# [Task statement]
Reproduce the stretch of rows below, from the start of the rows through the line containing "0, 417, 166, 480", and leave the pictures out of your copy.

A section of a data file
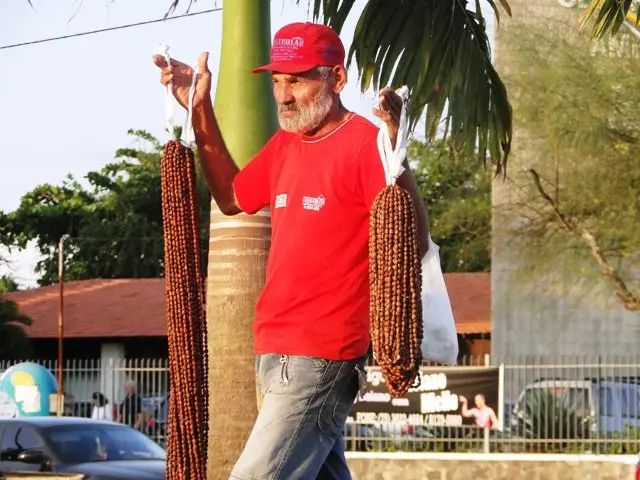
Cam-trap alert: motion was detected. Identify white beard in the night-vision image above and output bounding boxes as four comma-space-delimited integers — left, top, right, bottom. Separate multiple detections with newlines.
278, 82, 334, 134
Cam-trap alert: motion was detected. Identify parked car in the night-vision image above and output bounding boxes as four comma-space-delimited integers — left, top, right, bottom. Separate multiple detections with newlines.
511, 377, 640, 438
0, 417, 166, 480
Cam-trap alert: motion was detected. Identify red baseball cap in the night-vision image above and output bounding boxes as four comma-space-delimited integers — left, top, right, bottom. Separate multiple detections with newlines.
252, 22, 344, 74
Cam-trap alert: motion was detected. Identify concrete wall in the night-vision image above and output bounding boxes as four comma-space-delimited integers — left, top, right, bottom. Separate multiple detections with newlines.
347, 453, 636, 480
491, 0, 640, 363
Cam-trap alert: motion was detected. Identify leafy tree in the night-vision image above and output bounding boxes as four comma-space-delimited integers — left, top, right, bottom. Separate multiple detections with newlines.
0, 294, 33, 360
407, 141, 491, 272
502, 22, 640, 311
0, 275, 18, 295
0, 130, 209, 285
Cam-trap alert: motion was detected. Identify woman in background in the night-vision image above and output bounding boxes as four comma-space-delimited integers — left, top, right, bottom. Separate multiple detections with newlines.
91, 392, 113, 421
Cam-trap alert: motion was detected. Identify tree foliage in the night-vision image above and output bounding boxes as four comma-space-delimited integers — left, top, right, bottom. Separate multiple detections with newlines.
0, 275, 18, 295
407, 141, 491, 272
500, 23, 640, 311
0, 294, 33, 360
0, 130, 209, 285
162, 0, 512, 172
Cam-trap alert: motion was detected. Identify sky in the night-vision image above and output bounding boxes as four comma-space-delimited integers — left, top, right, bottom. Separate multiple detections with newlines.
0, 0, 492, 288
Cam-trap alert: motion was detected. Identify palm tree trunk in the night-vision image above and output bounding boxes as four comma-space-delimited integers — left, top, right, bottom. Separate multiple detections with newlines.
207, 0, 276, 480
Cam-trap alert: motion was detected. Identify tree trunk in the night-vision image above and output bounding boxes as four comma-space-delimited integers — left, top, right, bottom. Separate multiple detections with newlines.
207, 0, 276, 480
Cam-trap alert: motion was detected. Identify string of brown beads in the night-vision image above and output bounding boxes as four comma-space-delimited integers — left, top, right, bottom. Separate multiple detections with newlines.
369, 185, 422, 398
161, 140, 208, 480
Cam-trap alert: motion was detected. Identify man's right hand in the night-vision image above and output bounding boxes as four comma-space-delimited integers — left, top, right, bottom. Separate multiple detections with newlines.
153, 52, 211, 110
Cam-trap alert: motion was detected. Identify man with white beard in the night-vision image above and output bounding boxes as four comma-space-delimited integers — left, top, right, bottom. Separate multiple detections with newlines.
154, 23, 428, 480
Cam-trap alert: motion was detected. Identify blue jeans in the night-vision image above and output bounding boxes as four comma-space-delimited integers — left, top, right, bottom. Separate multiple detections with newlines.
231, 354, 366, 480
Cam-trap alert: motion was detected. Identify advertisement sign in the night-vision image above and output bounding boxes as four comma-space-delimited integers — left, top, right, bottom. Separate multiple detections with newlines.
348, 366, 503, 429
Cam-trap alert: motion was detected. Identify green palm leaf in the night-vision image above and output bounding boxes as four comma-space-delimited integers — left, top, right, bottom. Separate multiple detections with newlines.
579, 0, 640, 38
297, 0, 512, 173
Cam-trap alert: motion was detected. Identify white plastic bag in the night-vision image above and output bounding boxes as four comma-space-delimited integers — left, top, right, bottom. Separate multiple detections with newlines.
422, 235, 458, 365
378, 86, 458, 365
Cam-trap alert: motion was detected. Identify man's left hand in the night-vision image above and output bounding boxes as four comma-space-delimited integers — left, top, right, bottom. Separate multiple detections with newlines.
373, 87, 402, 148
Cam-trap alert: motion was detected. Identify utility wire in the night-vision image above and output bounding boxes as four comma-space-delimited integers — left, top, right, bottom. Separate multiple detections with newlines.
0, 7, 222, 50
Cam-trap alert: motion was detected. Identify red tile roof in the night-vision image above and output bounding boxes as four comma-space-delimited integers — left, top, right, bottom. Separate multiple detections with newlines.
7, 278, 167, 338
7, 273, 491, 338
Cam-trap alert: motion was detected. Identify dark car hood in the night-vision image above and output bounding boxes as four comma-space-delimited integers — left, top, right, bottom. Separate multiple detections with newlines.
61, 460, 166, 480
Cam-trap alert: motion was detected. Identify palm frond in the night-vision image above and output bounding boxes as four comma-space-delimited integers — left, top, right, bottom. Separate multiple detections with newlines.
297, 0, 512, 173
578, 0, 640, 38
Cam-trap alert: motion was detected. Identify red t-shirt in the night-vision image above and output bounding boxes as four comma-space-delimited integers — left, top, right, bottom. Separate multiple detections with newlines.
234, 115, 385, 360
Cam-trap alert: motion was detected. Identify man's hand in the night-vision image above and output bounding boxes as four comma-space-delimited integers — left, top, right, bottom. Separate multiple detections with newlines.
153, 52, 211, 110
373, 87, 402, 148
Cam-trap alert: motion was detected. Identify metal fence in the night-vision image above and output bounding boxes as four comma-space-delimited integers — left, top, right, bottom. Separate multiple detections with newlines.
0, 356, 640, 454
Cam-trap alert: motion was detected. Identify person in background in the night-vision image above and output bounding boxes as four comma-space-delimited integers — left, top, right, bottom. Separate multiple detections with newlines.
91, 392, 113, 421
118, 381, 143, 430
460, 393, 499, 429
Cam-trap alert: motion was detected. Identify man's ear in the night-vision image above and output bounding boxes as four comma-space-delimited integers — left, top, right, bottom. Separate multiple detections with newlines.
331, 65, 347, 94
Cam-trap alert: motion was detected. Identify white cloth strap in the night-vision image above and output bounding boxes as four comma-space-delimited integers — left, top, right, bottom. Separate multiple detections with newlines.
156, 43, 198, 147
377, 86, 409, 185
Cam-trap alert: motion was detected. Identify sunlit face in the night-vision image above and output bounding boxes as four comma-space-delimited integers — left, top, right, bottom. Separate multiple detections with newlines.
271, 69, 337, 134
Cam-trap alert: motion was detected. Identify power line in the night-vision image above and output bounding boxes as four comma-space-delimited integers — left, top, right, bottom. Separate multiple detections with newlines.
0, 7, 222, 50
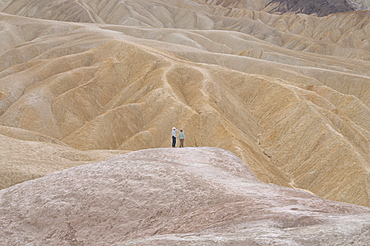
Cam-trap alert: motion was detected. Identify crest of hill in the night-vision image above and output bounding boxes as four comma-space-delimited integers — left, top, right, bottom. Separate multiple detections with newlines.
0, 1, 370, 209
0, 148, 370, 246
0, 9, 370, 208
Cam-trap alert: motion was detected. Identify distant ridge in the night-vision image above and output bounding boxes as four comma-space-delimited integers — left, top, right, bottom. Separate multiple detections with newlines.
270, 0, 355, 16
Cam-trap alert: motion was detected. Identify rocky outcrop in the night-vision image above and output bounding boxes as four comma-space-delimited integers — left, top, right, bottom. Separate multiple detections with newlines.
0, 148, 370, 246
0, 1, 370, 206
270, 0, 355, 16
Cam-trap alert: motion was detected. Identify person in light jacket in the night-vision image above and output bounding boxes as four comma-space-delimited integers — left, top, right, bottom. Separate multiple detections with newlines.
179, 129, 185, 148
172, 127, 179, 148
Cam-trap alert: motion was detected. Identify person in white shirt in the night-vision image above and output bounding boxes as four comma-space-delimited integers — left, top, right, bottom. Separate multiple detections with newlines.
179, 129, 185, 148
172, 127, 179, 148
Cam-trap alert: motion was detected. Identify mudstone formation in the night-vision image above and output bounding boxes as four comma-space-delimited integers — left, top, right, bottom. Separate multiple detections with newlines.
0, 0, 370, 245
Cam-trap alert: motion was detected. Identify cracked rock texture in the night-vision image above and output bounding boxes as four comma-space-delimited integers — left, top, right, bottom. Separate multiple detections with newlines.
0, 147, 370, 246
0, 0, 370, 214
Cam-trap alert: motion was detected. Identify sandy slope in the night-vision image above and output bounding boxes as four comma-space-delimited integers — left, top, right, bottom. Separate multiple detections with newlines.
0, 1, 370, 209
0, 148, 370, 246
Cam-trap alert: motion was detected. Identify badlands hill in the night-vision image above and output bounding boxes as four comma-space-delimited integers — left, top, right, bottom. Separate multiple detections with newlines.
0, 147, 370, 246
0, 0, 370, 211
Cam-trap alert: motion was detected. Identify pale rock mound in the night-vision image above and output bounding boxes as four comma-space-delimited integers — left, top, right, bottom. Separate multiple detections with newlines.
0, 11, 370, 206
0, 148, 370, 246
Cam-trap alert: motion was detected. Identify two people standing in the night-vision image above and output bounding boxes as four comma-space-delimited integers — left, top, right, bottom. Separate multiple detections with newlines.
172, 127, 185, 148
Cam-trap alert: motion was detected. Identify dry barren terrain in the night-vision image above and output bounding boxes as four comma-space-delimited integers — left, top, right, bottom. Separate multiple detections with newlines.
0, 0, 370, 245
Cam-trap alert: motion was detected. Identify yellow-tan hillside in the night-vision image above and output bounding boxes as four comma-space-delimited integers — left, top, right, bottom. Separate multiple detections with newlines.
0, 0, 370, 206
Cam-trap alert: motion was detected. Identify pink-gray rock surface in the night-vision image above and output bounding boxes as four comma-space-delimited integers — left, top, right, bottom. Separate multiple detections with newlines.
0, 147, 370, 246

# [Written response]
Cam-trap alert: motion was detected. Identify white beard in the night-vision image above and output bounding boxes as four comma-space-delimited integers — left, top, right, bottom. Separate multiple detections with newlines.
278, 82, 334, 134
Cam-trap alert: motion was detected. Identify parked car in the night-vision image above and output bounding boxes as four comma-space-delimited integers — left, top, right, bottom. Separate multiple detections with newlines.
511, 377, 640, 438
0, 417, 166, 480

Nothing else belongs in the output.